→ **Exercise details**
What is needed is an exact copy of the entries below, from the line that contains "Objective — one marker on every instance of the statue's bare" through the final line, both included, and nothing else.

→ **Exercise input**
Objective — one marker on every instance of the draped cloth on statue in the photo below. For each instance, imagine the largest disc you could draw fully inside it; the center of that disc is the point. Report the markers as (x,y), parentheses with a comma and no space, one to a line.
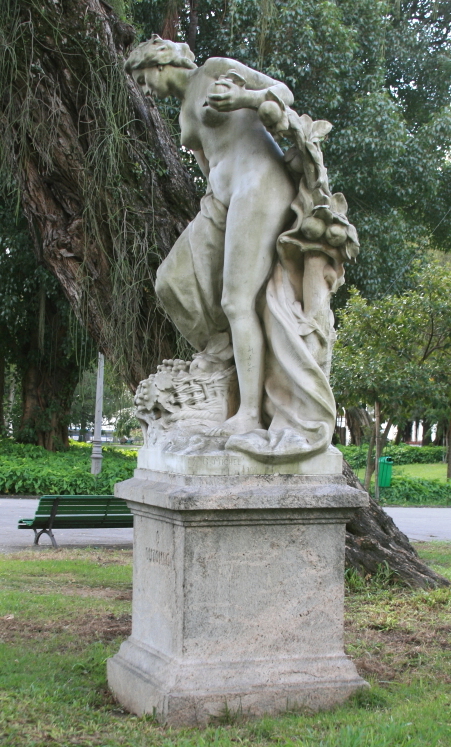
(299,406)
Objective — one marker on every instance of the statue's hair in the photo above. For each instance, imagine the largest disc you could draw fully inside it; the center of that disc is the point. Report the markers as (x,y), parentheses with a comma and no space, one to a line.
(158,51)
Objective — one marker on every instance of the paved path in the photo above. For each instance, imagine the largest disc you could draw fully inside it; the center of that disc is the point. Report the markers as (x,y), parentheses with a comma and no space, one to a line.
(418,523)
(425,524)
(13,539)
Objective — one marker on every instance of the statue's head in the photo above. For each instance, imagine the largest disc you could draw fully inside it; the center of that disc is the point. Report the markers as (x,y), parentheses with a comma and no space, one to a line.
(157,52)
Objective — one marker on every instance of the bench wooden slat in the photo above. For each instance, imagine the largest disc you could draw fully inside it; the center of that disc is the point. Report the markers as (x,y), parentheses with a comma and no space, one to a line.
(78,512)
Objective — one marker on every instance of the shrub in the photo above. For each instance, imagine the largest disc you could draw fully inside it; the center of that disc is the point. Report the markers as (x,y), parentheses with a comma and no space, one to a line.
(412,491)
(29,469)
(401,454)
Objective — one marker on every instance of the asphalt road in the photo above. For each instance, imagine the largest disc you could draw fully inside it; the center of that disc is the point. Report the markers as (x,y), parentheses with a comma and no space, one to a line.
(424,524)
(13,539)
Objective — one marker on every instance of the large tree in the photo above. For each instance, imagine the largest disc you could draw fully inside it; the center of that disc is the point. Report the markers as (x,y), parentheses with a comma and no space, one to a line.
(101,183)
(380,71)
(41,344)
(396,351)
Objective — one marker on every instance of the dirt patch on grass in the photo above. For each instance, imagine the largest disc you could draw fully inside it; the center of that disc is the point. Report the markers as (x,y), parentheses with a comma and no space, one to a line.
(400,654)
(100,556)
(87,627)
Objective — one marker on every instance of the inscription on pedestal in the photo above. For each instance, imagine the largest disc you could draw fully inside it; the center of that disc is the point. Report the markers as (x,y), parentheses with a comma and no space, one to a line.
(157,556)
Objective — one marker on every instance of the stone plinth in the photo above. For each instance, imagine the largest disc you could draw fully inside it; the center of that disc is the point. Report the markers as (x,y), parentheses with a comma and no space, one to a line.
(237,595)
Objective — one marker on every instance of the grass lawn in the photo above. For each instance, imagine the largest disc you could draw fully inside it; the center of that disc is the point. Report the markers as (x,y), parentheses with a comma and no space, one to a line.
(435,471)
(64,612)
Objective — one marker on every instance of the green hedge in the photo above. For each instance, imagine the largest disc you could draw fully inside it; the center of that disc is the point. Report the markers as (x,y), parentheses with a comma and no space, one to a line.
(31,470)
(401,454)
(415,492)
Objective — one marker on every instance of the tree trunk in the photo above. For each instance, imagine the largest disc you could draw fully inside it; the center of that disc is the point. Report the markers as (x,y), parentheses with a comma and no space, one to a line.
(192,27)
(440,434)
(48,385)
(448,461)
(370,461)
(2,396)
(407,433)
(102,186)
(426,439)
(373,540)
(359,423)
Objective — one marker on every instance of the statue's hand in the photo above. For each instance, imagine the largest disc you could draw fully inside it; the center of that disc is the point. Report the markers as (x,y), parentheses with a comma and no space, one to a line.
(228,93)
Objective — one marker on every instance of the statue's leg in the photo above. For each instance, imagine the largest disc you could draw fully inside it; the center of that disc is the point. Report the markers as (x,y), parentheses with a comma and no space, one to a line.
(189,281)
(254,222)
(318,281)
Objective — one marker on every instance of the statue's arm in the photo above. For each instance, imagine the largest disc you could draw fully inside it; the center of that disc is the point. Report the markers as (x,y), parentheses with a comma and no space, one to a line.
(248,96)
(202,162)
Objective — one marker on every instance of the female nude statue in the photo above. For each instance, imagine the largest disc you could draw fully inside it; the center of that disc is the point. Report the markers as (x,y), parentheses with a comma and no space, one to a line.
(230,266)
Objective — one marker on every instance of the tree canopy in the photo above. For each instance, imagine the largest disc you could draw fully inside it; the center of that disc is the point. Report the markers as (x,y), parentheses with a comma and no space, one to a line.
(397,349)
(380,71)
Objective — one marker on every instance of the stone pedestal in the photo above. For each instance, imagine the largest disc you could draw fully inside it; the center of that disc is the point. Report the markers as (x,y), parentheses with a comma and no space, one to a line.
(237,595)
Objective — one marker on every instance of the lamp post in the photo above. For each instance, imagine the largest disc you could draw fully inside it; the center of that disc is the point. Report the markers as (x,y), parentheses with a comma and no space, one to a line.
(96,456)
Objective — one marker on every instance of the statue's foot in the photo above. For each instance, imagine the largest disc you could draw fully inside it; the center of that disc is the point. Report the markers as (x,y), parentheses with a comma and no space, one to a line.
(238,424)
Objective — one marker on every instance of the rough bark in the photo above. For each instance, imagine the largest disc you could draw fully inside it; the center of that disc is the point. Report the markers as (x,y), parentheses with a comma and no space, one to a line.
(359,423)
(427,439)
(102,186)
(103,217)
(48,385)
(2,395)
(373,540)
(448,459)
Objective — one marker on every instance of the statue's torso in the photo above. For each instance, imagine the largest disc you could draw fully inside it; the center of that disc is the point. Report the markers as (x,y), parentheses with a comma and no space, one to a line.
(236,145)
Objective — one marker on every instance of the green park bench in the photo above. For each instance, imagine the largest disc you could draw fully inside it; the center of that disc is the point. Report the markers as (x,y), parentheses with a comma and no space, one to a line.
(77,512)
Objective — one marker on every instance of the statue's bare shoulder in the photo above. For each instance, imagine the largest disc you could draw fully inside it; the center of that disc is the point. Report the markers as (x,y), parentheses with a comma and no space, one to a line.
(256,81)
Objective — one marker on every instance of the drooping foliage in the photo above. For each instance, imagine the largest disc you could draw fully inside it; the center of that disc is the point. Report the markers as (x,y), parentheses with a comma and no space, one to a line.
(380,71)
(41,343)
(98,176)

→ **Task result**
Objective — one marker on every instance of the statue's bare shoulder in the photo above. For each instance, imagine the largest disc you could draw fully inside it; the center of that disc is the point. Report the markers as (x,y), parentheses with a comma and no space, one to a line.
(256,81)
Objective — one marker on every instance of the drooping foliage in the photo above. For each instance, imagine the largest disc you could draw fully inside it; the center of that disc is the point. Report the markers as (x,y), parentheses with a comma and no space, one to a line.
(380,71)
(41,343)
(98,176)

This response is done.